* EXERCISE DIRECTIONS: All the entries, exactly as they read, must be written out again.

* Saved entries:
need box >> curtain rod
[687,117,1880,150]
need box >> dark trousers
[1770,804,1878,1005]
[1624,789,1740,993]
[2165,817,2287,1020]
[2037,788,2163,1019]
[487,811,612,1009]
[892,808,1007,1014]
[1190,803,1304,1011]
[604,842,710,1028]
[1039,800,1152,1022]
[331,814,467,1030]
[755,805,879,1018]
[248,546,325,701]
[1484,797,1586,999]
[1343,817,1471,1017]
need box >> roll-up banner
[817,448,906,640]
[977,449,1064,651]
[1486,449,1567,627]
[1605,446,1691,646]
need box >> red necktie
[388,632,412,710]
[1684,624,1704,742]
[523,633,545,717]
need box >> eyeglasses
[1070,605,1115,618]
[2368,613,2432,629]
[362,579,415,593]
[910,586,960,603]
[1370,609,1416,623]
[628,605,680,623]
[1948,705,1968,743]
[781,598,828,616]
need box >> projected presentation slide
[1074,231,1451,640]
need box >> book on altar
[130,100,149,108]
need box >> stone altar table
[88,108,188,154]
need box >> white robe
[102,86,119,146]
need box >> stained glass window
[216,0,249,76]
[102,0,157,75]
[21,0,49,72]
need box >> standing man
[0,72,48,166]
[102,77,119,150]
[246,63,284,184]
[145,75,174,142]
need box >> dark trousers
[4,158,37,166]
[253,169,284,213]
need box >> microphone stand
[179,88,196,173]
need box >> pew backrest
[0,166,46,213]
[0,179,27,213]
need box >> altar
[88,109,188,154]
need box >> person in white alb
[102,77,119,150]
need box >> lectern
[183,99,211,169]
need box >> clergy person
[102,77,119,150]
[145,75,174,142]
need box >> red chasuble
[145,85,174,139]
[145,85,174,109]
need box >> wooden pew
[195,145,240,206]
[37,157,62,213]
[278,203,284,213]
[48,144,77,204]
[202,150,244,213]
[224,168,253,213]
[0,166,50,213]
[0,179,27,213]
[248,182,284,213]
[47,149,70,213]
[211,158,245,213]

* RESPONSE TO THIS TASK:
need box >> curtain rod
[687,117,1880,150]
need box >> dark trousers
[1770,804,1878,1005]
[1624,789,1740,993]
[2165,817,2287,1020]
[2037,788,2163,1019]
[487,811,612,1009]
[892,808,1007,1014]
[1190,803,1304,1011]
[604,842,710,1028]
[1039,800,1152,1022]
[331,814,467,1030]
[755,805,879,1018]
[248,546,325,701]
[1484,797,1586,999]
[1343,817,1471,1017]
need box >> roll-up banner
[817,448,906,640]
[977,449,1064,651]
[1486,449,1567,627]
[1605,446,1691,646]
need box >> red necktie
[388,632,412,710]
[1684,624,1704,742]
[523,633,545,717]
need box >> eyeglasses
[1070,605,1115,618]
[2368,613,2432,629]
[362,579,415,593]
[910,586,960,603]
[1370,609,1416,623]
[628,605,680,623]
[1948,705,1968,743]
[781,598,828,616]
need box >> projected presentation slide
[1074,231,1451,640]
need box >> book on altar
[130,100,149,108]
need box >> stone altar table
[88,108,188,154]
need box >> white robe
[102,86,119,146]
need box >> stained glass window
[216,0,249,76]
[102,0,157,75]
[21,0,49,72]
need box >> standing man
[0,72,48,166]
[102,77,119,150]
[246,63,284,184]
[145,75,174,142]
need box >> dark trousers
[4,158,37,166]
[253,169,284,213]
need box >> microphone stand
[179,88,196,173]
need box >> pew backrest
[0,166,46,213]
[0,179,27,213]
need box >> altar
[88,109,188,154]
need box >> person in white alb
[102,77,119,150]
need box >> lectern
[183,99,211,169]
need box >> clergy person
[102,77,119,150]
[145,75,174,142]
need box >> red chasuble
[145,85,174,139]
[145,85,174,109]
need box >> wooden pew
[195,145,240,206]
[37,157,62,213]
[278,203,284,213]
[48,144,77,204]
[202,150,244,213]
[224,168,253,213]
[0,166,50,213]
[0,179,27,213]
[248,182,284,213]
[47,149,70,213]
[211,158,245,213]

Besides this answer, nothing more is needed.